▸ **INPUT DATA**
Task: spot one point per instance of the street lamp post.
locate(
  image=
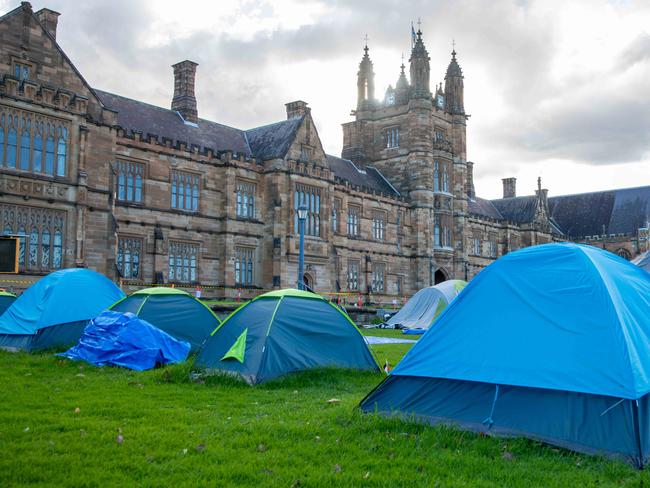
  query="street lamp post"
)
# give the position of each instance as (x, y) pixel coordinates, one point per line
(302, 215)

▸ **TASK DIRECTIONS**
In the answer, the entries should be restated verbatim, with all pictures omitted.

▸ **REPLY TO THE TASK**
Task: spot one point per instance of the street lamp post.
locate(
  image=
  query="street lamp post"
)
# give the position of each instance as (x, y) pixel coordinates, one point per line
(302, 215)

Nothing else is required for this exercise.